● WHAT TO DO
Up to and including the line that holds "target: tapered wooden basket", print the data exactly from its first line; do not print the pictures.

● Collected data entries
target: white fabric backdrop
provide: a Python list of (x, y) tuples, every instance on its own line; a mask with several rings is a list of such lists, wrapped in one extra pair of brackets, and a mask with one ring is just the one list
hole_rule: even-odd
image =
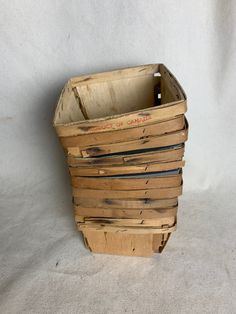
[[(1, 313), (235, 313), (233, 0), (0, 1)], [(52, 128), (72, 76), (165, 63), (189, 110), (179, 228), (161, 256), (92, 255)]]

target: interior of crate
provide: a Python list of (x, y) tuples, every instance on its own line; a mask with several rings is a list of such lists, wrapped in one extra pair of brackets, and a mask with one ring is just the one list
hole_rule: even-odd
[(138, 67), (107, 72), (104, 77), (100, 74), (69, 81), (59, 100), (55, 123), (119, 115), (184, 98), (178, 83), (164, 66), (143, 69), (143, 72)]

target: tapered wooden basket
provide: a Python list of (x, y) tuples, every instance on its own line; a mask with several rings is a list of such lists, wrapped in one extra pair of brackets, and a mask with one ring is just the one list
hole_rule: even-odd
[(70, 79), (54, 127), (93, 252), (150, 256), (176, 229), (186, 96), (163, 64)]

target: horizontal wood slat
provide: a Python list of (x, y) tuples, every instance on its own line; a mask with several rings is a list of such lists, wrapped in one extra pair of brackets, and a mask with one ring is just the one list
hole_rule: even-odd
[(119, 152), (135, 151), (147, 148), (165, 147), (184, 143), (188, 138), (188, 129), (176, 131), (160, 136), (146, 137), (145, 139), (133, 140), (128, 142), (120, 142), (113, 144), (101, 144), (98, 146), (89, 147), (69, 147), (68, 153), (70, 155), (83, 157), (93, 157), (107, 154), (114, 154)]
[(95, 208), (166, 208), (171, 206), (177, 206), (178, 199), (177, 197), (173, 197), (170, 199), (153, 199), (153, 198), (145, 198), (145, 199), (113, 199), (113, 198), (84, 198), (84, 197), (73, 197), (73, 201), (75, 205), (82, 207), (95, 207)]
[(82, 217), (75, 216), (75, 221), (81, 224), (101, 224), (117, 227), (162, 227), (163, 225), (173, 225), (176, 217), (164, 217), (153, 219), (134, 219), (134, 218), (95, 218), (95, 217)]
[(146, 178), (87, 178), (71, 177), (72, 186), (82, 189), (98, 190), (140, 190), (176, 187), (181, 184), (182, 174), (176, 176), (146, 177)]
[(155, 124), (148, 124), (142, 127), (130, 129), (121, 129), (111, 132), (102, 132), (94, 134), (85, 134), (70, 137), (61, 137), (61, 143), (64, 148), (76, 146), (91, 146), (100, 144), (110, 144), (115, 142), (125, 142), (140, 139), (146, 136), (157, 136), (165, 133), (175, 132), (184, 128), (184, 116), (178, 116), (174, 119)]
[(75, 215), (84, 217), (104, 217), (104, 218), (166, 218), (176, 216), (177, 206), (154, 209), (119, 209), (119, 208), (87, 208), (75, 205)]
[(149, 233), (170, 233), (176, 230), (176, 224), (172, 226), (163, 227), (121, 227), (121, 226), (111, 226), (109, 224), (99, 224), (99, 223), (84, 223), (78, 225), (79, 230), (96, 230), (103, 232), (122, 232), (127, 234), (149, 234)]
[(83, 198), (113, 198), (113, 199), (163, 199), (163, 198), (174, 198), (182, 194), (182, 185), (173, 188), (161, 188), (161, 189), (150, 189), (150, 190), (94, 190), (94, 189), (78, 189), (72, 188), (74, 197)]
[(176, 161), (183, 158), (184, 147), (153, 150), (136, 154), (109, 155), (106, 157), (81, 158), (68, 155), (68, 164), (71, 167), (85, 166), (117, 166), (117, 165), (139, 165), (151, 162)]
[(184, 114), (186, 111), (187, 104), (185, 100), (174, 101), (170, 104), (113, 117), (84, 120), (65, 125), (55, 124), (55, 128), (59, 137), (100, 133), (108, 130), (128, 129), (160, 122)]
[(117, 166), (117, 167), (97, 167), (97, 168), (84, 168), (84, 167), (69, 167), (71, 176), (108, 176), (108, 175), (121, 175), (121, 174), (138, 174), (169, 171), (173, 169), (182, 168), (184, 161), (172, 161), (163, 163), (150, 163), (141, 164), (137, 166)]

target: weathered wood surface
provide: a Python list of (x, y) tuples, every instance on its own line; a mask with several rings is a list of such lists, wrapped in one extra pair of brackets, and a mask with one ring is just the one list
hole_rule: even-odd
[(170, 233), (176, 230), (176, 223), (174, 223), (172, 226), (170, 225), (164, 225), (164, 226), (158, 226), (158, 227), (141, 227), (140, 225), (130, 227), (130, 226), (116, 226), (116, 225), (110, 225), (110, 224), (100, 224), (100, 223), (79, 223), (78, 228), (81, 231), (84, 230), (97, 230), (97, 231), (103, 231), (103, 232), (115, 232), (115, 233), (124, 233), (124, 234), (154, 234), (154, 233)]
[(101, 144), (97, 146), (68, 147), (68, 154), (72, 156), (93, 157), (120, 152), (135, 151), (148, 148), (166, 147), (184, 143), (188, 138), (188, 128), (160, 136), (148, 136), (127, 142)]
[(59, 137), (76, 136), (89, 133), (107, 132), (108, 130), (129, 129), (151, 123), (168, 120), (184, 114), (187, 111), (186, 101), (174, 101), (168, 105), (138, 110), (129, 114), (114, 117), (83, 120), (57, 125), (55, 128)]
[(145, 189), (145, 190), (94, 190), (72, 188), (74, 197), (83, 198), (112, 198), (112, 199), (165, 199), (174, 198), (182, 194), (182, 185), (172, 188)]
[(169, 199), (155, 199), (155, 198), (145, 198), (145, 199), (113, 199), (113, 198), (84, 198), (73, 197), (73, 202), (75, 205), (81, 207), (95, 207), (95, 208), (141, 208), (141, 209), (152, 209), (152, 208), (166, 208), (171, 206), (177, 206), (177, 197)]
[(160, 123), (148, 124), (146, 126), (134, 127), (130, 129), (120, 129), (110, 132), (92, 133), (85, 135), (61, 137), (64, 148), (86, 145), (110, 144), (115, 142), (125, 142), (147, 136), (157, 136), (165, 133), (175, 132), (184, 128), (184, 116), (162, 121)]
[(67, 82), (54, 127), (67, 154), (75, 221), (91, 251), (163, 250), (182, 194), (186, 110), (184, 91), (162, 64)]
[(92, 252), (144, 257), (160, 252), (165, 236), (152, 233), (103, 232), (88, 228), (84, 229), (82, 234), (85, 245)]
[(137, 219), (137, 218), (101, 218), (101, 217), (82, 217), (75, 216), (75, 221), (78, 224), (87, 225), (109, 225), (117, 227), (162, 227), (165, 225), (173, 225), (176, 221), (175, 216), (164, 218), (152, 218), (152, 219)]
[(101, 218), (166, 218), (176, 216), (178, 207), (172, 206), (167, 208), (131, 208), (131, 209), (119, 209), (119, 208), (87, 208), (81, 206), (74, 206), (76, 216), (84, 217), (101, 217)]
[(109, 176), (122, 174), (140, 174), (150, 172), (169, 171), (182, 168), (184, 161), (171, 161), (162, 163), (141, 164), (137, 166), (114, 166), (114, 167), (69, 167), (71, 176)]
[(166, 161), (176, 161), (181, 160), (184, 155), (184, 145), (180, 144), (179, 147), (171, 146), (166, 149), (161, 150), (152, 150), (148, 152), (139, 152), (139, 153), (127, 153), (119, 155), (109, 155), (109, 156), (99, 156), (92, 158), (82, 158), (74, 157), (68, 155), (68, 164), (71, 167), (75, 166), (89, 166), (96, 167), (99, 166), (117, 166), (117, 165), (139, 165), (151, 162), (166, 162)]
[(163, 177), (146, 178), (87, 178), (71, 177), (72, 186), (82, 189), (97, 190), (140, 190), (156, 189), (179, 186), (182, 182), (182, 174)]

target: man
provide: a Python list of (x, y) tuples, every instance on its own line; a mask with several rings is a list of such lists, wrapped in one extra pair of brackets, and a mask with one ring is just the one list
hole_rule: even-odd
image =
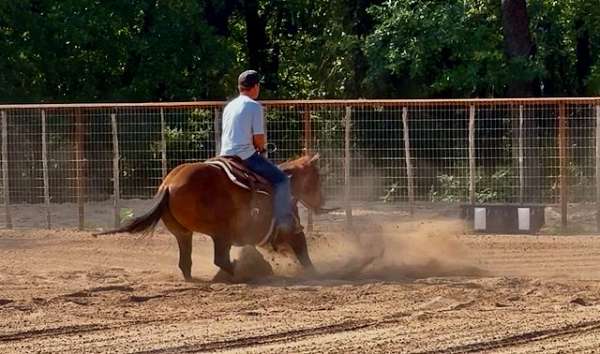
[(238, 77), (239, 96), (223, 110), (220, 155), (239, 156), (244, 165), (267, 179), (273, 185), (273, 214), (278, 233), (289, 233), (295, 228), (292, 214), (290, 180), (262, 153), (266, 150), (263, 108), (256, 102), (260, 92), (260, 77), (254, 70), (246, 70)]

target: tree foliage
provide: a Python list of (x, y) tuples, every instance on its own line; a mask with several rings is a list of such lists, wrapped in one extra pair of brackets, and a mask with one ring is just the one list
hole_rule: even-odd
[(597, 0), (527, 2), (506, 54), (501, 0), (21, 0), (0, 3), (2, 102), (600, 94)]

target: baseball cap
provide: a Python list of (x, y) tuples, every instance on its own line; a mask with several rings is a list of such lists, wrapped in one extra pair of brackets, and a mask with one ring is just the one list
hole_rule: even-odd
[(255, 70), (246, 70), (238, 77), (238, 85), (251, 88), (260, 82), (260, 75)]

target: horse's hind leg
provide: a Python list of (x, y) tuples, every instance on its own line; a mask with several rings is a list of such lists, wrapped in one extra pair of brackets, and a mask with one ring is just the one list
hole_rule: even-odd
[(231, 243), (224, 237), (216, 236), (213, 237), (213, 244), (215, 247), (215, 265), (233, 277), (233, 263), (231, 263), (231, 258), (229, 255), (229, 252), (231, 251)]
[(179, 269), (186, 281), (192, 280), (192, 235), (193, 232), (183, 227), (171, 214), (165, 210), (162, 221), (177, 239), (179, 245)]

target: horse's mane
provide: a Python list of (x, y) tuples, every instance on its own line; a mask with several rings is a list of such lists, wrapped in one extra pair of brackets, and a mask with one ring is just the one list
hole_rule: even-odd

● RESULT OF THE EXERCISE
target: white fabric backdrop
provide: a Python list of (x, y) tuples, every instance on its own line; a mask with several rings is a list of such lists, wrapped in one extra pair of brackets, and a mask with one ring is just the one list
hole_rule: even-odd
image =
[[(1, 313), (235, 313), (233, 0), (0, 1)], [(52, 128), (72, 76), (165, 63), (189, 110), (179, 228), (161, 256), (92, 255)]]

target: interior of crate
provide: a Python list of (x, y) tuples, every instance on its own line; a mask with several rings is a list of such lists, wrapped in one extra pair of brackets, and a mask with one ring is just the one list
hole_rule: even-odd
[(138, 67), (107, 72), (104, 77), (100, 74), (69, 81), (59, 100), (55, 123), (119, 115), (184, 98), (178, 83), (164, 66), (143, 69), (143, 72)]

target: tapered wooden basket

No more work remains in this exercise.